── Information shown ──

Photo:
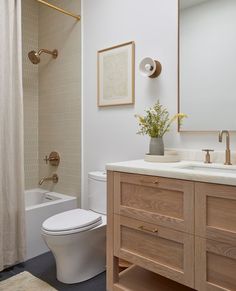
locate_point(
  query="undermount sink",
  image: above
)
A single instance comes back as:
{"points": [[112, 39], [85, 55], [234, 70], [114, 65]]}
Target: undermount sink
{"points": [[211, 169]]}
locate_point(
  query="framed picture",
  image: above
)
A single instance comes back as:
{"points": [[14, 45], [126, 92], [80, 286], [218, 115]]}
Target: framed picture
{"points": [[116, 75]]}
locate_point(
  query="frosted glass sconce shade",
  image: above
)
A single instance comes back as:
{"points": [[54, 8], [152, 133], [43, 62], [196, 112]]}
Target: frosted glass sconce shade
{"points": [[150, 68]]}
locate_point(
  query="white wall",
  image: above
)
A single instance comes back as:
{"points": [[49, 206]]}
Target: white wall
{"points": [[30, 90], [109, 134]]}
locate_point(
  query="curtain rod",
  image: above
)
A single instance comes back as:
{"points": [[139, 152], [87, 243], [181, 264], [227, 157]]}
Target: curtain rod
{"points": [[59, 9]]}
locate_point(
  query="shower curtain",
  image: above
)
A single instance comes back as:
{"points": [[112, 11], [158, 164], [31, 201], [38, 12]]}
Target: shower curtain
{"points": [[12, 220]]}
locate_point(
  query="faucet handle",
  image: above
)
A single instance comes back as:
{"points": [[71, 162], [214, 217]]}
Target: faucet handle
{"points": [[207, 156]]}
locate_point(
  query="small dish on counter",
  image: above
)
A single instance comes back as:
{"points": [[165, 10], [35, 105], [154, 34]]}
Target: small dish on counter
{"points": [[168, 157]]}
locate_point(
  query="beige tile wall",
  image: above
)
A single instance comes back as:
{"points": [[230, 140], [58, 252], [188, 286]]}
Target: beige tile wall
{"points": [[59, 96], [30, 87]]}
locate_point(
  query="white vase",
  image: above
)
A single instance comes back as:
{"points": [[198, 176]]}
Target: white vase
{"points": [[156, 146]]}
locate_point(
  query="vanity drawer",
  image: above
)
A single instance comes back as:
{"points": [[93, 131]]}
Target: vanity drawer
{"points": [[215, 212], [163, 201], [167, 252], [215, 265]]}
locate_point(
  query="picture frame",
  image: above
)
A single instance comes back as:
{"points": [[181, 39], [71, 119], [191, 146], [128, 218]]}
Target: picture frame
{"points": [[115, 75]]}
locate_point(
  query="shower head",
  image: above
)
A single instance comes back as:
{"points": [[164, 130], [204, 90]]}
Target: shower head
{"points": [[35, 56]]}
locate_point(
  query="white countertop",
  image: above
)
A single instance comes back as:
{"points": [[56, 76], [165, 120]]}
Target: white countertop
{"points": [[176, 171]]}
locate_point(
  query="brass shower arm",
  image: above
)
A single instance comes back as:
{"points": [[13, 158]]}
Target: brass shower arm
{"points": [[54, 53], [77, 17]]}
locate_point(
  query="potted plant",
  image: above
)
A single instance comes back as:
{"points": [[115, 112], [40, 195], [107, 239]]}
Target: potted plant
{"points": [[156, 123]]}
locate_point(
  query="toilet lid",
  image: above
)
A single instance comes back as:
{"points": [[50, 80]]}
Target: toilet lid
{"points": [[72, 219]]}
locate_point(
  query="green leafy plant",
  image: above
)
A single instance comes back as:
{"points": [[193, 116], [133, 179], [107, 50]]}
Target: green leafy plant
{"points": [[157, 121]]}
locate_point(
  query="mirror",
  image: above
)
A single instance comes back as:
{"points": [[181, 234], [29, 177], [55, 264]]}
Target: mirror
{"points": [[207, 64]]}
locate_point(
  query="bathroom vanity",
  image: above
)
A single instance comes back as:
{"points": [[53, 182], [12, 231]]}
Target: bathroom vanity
{"points": [[175, 223]]}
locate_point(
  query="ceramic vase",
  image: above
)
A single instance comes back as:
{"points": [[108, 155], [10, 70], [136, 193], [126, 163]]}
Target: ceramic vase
{"points": [[156, 146]]}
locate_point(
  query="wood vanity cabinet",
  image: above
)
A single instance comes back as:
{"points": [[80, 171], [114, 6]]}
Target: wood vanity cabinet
{"points": [[215, 243], [182, 230]]}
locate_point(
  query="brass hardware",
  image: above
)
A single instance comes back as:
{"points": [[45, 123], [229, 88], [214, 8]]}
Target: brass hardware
{"points": [[53, 159], [54, 179], [35, 56], [142, 227], [227, 151], [208, 156], [59, 9]]}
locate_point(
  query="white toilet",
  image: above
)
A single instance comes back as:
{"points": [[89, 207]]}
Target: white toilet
{"points": [[77, 238]]}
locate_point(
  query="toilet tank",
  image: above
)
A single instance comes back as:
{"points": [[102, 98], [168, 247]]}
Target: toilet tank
{"points": [[97, 185]]}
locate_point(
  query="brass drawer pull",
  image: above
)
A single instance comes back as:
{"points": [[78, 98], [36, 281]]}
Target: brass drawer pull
{"points": [[155, 230], [156, 182]]}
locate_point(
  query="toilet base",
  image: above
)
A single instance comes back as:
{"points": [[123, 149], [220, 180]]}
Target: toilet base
{"points": [[80, 256]]}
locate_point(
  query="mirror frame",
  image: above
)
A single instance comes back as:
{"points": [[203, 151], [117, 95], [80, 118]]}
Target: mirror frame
{"points": [[178, 80]]}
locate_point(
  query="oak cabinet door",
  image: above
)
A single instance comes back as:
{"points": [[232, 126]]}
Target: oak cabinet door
{"points": [[164, 251], [215, 265], [163, 201], [215, 212]]}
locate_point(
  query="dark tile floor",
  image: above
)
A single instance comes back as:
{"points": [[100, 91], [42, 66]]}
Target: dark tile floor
{"points": [[44, 268]]}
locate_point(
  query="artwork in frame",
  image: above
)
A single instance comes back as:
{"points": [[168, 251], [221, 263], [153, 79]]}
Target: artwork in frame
{"points": [[116, 75]]}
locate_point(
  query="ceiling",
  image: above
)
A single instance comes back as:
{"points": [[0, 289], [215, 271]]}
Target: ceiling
{"points": [[188, 3]]}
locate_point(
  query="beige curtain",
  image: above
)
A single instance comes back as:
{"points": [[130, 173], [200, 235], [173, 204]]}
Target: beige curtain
{"points": [[12, 212]]}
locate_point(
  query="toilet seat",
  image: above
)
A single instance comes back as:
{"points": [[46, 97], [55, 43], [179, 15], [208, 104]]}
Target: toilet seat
{"points": [[72, 221]]}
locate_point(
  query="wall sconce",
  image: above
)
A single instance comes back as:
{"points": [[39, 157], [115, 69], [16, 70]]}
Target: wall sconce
{"points": [[150, 68]]}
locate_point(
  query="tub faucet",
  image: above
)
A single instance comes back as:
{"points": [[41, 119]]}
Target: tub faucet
{"points": [[53, 178], [227, 151]]}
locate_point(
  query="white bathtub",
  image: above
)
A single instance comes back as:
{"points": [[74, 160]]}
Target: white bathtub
{"points": [[41, 204]]}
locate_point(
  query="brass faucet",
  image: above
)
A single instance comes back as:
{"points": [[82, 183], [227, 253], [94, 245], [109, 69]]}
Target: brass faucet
{"points": [[53, 178], [227, 151]]}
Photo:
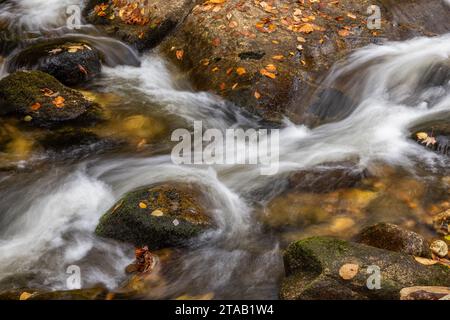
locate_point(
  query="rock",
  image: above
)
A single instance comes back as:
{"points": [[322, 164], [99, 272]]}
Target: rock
{"points": [[72, 63], [131, 219], [424, 293], [99, 293], [441, 223], [143, 28], [439, 248], [44, 101], [391, 237], [326, 178], [312, 271], [270, 61]]}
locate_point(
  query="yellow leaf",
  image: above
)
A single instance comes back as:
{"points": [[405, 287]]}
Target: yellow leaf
{"points": [[271, 68], [59, 102], [180, 54], [25, 296], [241, 71], [36, 106], [425, 261], [343, 32], [422, 135], [306, 28], [142, 205], [348, 271], [157, 213], [268, 74]]}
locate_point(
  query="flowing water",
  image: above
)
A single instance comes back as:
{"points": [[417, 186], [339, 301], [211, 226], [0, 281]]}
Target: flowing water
{"points": [[49, 209]]}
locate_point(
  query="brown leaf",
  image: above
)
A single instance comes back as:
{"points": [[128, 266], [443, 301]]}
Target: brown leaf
{"points": [[268, 74], [59, 102], [180, 54], [425, 261], [348, 271], [241, 71], [36, 106]]}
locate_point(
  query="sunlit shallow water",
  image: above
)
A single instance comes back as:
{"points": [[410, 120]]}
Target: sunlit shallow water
{"points": [[51, 206]]}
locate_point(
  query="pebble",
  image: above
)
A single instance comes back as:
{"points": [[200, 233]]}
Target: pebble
{"points": [[439, 248]]}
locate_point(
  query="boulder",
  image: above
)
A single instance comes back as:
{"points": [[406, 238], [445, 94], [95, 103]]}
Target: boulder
{"points": [[270, 57], [72, 63], [41, 100], [391, 237], [143, 24], [80, 294], [441, 222], [326, 268], [156, 216], [327, 178]]}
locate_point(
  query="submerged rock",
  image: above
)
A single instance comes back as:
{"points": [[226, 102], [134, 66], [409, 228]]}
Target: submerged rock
{"points": [[143, 24], [72, 63], [314, 269], [41, 100], [80, 294], [391, 237], [441, 223], [270, 58], [156, 216]]}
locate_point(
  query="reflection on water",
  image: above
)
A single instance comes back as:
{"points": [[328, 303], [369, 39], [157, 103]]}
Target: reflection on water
{"points": [[49, 209]]}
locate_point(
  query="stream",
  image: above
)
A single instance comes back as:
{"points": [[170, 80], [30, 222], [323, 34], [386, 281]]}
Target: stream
{"points": [[49, 209]]}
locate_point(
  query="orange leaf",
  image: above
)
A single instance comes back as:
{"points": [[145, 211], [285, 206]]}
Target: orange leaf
{"points": [[271, 68], [36, 106], [180, 54], [268, 74], [343, 32], [59, 102], [241, 71]]}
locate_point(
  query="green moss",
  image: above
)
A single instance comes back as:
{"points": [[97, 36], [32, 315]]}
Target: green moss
{"points": [[131, 219]]}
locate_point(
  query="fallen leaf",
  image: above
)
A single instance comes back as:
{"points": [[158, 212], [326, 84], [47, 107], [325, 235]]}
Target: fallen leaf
{"points": [[82, 69], [25, 296], [278, 57], [157, 213], [36, 106], [306, 28], [343, 32], [142, 205], [271, 68], [422, 135], [241, 71], [348, 271], [180, 54], [47, 92], [59, 102], [425, 261], [268, 74]]}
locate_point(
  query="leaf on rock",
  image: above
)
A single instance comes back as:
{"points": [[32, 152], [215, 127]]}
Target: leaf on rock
{"points": [[36, 106], [268, 74], [180, 54], [142, 205], [425, 261], [348, 271], [59, 102], [241, 71]]}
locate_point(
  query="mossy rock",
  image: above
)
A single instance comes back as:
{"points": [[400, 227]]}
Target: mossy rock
{"points": [[41, 100], [391, 237], [313, 271], [99, 293], [72, 63], [158, 216]]}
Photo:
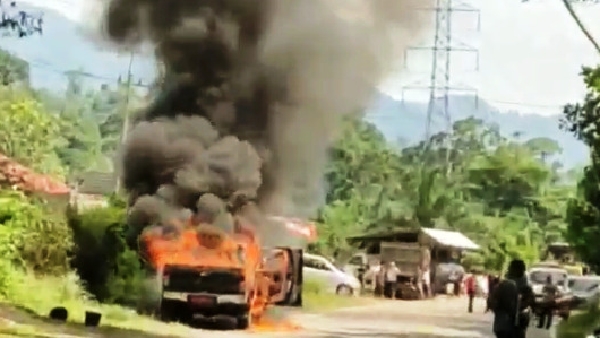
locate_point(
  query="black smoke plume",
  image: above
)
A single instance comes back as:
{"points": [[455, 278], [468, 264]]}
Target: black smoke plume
{"points": [[252, 96]]}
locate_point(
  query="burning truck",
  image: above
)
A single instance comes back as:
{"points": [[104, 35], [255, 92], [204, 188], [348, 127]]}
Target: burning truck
{"points": [[251, 95], [207, 273]]}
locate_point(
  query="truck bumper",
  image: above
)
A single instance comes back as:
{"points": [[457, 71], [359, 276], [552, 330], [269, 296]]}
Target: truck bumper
{"points": [[228, 305]]}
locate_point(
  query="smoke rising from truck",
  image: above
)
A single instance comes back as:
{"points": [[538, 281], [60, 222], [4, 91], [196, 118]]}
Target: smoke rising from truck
{"points": [[254, 92]]}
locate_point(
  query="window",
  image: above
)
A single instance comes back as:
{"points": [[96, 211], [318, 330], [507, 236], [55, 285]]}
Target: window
{"points": [[558, 277], [316, 264], [583, 284], [356, 261]]}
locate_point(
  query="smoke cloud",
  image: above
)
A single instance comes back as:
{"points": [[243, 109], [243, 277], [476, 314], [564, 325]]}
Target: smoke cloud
{"points": [[253, 94]]}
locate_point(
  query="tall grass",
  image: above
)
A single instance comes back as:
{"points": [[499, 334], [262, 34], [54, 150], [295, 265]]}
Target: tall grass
{"points": [[316, 298], [580, 324]]}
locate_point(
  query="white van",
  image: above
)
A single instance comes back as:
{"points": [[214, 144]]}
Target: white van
{"points": [[336, 281]]}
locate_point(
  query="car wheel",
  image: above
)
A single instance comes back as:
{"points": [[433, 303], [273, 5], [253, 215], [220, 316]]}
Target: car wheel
{"points": [[343, 290], [244, 322]]}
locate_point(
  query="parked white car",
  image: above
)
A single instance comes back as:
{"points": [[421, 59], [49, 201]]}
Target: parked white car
{"points": [[335, 280]]}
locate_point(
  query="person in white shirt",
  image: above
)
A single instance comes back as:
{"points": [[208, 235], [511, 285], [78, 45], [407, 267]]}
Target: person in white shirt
{"points": [[391, 275]]}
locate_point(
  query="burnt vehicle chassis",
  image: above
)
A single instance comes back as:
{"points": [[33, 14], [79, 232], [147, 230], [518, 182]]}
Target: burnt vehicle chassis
{"points": [[194, 294], [560, 307]]}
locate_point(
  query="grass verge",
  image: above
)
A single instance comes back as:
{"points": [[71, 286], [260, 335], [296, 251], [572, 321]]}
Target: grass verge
{"points": [[26, 300], [316, 298], [581, 323]]}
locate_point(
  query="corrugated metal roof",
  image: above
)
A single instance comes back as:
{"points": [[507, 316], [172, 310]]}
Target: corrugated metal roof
{"points": [[451, 238]]}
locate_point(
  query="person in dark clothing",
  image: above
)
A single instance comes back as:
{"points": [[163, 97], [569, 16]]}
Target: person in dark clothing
{"points": [[470, 289], [493, 281], [511, 303], [549, 292], [391, 275]]}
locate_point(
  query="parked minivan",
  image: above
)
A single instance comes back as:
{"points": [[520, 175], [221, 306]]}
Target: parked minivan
{"points": [[335, 280]]}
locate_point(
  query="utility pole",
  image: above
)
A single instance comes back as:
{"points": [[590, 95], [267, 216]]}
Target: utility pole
{"points": [[441, 82], [126, 119]]}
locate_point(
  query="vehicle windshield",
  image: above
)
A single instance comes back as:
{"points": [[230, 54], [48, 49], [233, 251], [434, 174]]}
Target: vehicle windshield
{"points": [[583, 284], [540, 276]]}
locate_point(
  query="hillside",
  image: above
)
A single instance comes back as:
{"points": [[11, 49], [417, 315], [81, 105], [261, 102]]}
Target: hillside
{"points": [[405, 123], [63, 48]]}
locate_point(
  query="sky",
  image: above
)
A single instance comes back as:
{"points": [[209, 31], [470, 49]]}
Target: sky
{"points": [[530, 53]]}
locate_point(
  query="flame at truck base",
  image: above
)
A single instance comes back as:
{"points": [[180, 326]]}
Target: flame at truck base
{"points": [[203, 248]]}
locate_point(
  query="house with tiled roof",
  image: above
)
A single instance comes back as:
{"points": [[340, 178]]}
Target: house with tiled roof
{"points": [[19, 177]]}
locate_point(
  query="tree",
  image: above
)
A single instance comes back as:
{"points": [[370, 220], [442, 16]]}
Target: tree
{"points": [[498, 190], [583, 212], [28, 134]]}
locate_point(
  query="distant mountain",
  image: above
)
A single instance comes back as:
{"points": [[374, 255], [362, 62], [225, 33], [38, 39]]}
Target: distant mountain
{"points": [[63, 47], [405, 122]]}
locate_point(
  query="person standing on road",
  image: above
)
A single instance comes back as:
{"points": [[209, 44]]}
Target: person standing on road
{"points": [[380, 279], [549, 292], [391, 277], [470, 289], [511, 303], [493, 282]]}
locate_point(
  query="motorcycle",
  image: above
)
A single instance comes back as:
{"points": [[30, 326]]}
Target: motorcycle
{"points": [[594, 334]]}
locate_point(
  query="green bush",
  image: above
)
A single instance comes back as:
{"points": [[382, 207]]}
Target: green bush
{"points": [[111, 271], [32, 235], [580, 324]]}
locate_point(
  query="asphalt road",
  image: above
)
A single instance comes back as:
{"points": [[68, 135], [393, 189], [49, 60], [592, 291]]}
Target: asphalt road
{"points": [[442, 317], [439, 318]]}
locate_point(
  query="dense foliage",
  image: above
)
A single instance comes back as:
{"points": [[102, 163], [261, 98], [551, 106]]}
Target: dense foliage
{"points": [[503, 192], [583, 212]]}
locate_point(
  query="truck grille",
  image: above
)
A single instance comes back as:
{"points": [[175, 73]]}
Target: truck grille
{"points": [[218, 281]]}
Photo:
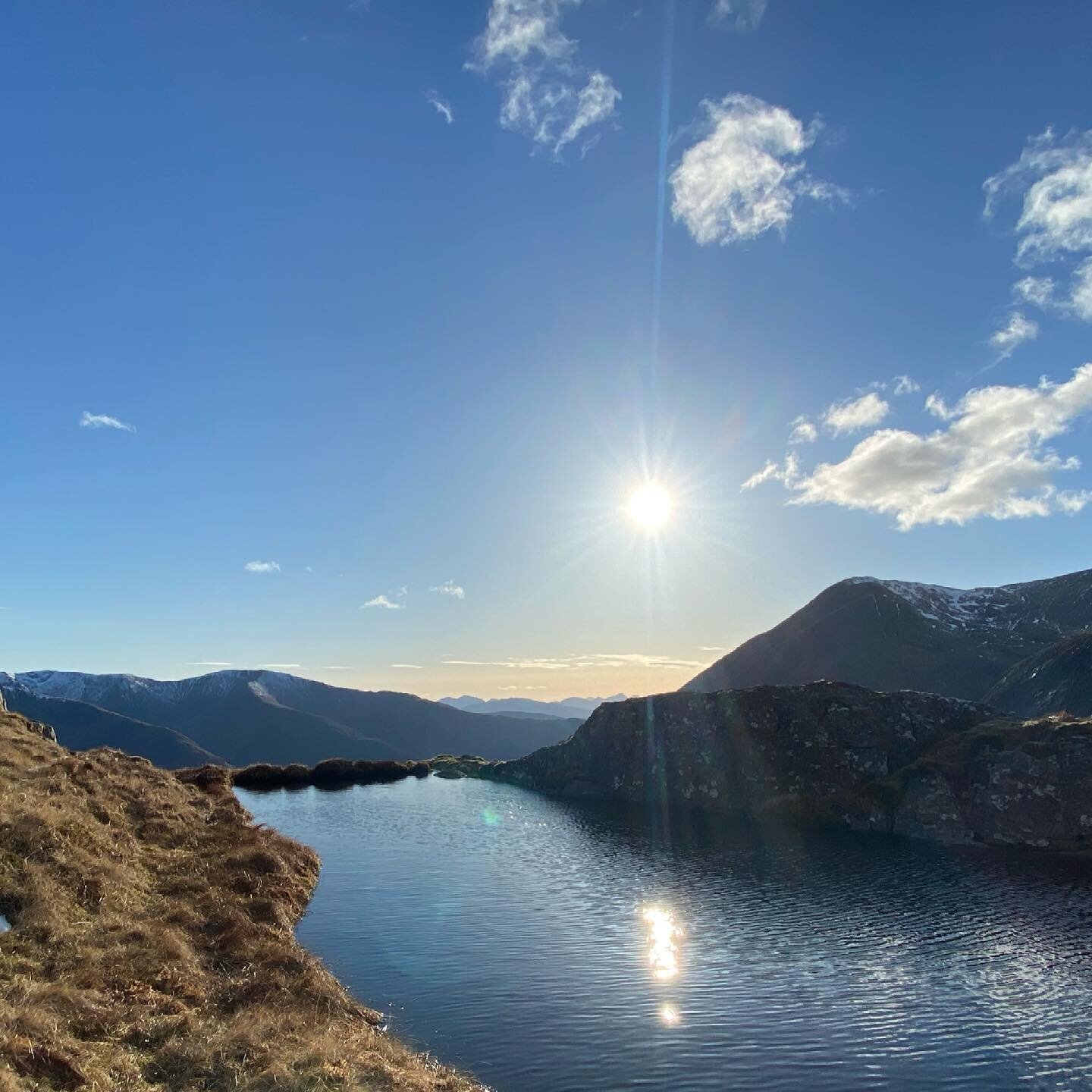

───

What you need to do: Locate each line in the data above that contains the word "tank", and copy those lines.

Expected output:
  query="toilet tank",
Target: toilet tank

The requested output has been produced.